-- DESCRIPTION OF THE TASK --
What is needed is every line of the data that includes the word "ruined". Please copy each one.

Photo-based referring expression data
★ ★ ★
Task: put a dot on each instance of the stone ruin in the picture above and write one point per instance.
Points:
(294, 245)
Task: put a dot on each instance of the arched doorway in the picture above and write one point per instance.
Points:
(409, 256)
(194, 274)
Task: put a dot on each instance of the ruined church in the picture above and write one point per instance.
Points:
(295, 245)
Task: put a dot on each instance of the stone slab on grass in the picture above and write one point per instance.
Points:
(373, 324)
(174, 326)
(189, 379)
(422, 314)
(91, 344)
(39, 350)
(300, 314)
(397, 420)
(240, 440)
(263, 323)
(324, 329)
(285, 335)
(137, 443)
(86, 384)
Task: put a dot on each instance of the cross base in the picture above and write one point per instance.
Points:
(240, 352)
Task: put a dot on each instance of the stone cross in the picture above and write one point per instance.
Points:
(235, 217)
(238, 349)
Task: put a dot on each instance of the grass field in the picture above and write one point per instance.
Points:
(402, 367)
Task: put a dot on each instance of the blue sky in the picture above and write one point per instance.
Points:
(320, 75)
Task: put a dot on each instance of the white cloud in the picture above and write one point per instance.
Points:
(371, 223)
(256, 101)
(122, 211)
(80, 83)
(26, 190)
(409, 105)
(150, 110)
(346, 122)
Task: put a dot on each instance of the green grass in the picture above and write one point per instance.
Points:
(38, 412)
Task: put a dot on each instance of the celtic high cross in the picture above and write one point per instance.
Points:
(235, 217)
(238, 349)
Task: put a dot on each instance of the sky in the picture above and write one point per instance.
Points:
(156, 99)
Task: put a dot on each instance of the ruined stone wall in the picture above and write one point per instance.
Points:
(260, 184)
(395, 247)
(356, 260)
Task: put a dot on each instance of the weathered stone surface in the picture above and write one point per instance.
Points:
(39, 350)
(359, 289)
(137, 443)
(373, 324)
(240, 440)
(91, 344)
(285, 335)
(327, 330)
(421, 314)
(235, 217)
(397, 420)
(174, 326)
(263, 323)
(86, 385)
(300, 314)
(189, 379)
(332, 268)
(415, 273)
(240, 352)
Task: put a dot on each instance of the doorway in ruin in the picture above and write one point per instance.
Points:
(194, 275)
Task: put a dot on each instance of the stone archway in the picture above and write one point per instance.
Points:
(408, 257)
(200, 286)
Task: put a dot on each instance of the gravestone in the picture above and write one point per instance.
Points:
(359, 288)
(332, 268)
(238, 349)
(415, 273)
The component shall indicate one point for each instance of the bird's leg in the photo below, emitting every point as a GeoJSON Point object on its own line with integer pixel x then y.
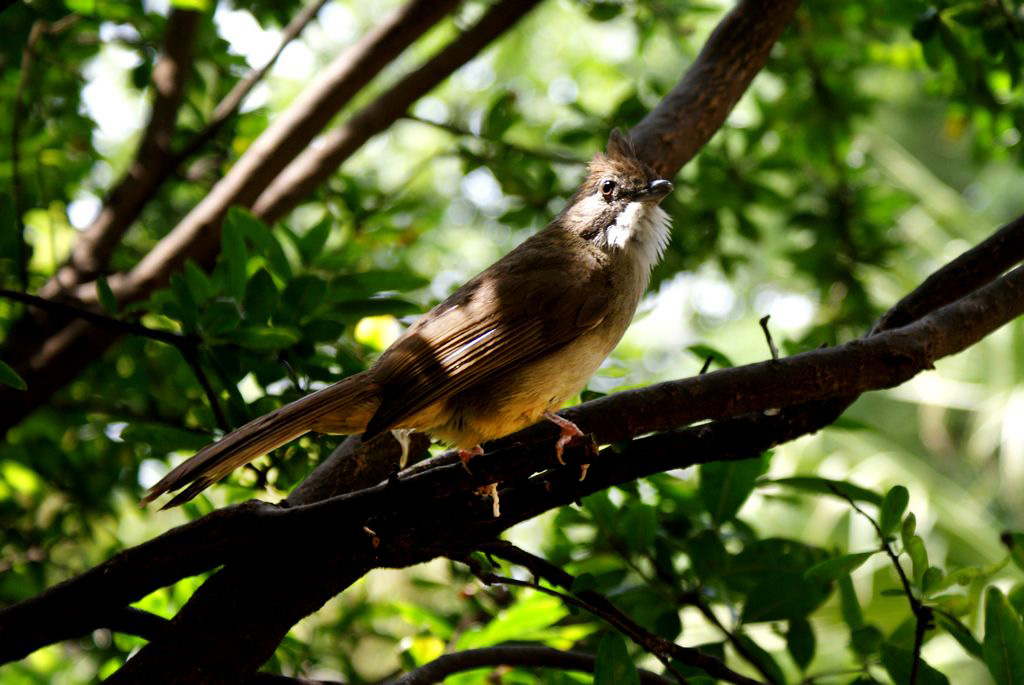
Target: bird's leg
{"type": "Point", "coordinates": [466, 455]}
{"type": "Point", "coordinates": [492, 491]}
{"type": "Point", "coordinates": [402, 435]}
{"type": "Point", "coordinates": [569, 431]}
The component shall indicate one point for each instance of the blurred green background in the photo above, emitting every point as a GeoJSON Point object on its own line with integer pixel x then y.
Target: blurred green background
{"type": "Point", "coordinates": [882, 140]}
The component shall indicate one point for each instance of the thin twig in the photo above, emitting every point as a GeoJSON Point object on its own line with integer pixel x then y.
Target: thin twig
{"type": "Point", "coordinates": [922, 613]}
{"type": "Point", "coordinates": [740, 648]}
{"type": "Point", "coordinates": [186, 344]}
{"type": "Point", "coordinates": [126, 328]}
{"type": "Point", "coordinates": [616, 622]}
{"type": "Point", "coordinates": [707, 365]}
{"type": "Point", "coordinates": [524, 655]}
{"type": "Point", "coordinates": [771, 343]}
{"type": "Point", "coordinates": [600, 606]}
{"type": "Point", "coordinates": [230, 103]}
★ ★ ★
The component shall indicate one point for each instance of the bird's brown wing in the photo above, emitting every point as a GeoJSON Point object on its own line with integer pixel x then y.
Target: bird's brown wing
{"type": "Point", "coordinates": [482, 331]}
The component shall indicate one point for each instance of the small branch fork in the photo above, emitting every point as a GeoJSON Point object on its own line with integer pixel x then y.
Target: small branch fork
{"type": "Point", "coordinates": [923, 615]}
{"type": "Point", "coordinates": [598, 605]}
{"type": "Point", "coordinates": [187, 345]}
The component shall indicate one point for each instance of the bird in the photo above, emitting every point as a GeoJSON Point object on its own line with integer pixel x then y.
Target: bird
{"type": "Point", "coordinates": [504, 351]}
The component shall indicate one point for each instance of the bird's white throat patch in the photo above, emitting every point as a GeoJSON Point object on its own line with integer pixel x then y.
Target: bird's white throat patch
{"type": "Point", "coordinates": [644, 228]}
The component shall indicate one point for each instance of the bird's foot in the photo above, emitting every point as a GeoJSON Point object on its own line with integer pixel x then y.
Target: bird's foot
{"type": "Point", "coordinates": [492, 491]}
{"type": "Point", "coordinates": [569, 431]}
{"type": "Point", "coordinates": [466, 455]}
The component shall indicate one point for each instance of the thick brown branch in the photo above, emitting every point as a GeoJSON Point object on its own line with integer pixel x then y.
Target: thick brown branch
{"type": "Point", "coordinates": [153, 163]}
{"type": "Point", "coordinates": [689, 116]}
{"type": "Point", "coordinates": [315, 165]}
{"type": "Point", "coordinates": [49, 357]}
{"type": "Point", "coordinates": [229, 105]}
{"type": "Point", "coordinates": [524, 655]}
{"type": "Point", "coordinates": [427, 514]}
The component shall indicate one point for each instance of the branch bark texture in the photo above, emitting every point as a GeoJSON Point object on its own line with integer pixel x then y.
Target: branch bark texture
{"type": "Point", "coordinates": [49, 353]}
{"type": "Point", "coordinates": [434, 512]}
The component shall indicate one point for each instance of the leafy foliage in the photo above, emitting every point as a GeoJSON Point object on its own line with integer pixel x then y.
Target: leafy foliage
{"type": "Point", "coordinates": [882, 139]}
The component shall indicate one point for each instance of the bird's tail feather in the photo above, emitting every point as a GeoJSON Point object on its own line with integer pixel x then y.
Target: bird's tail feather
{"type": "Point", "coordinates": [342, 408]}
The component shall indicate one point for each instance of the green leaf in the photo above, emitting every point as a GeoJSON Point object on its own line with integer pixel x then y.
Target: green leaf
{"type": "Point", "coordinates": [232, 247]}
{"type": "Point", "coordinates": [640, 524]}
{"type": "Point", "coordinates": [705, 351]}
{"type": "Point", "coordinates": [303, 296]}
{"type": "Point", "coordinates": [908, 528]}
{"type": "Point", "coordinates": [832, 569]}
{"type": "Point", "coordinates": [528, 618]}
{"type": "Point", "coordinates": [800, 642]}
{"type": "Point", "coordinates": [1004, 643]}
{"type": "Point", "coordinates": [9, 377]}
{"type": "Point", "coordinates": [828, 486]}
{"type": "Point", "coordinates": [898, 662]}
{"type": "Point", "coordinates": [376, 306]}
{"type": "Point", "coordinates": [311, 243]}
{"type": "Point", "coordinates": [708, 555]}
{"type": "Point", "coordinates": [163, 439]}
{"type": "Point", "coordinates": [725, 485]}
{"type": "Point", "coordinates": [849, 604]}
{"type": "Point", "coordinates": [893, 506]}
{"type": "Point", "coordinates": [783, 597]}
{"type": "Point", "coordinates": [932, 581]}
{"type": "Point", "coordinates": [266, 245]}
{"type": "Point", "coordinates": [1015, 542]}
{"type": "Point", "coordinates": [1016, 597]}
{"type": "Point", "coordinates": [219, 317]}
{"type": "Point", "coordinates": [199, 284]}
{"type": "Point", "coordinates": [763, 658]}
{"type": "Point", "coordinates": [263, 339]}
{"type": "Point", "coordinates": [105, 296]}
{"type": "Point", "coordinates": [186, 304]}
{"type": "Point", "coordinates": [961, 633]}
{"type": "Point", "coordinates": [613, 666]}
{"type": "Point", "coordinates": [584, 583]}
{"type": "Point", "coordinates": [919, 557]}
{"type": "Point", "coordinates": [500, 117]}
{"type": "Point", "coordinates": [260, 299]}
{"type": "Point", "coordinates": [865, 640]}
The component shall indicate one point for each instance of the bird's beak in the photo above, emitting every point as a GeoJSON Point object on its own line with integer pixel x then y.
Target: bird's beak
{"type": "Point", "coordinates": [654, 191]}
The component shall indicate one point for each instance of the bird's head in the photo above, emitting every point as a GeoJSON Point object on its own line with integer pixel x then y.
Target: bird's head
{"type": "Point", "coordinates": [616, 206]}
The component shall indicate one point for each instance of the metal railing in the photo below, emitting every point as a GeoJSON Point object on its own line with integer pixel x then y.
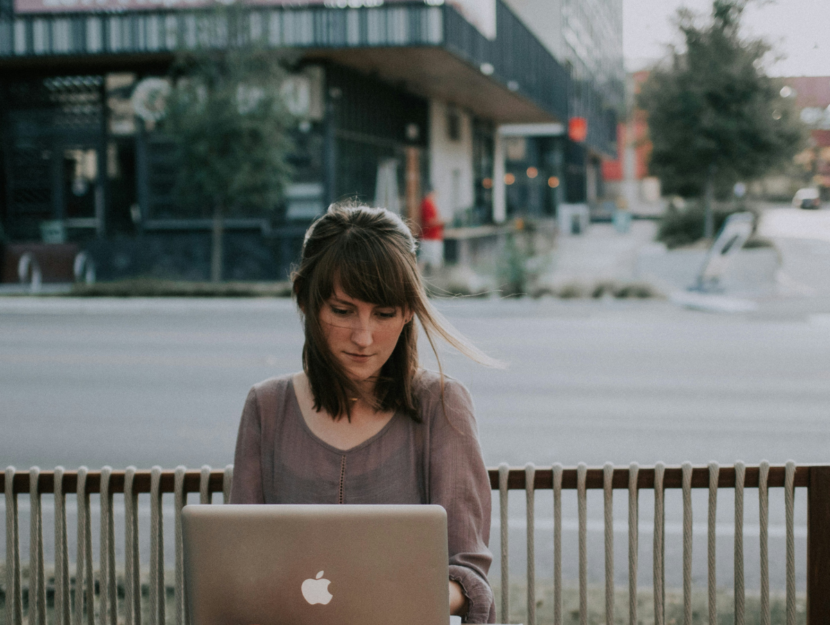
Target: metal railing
★ ★ ★
-- ANSWER TO THIS EXERCISE --
Task: put a dot on each instance of the ruined church in the picture above and write one point per instance.
Task: put a dot on each instance of the ruined stone wall in the picture above and write one point per instance.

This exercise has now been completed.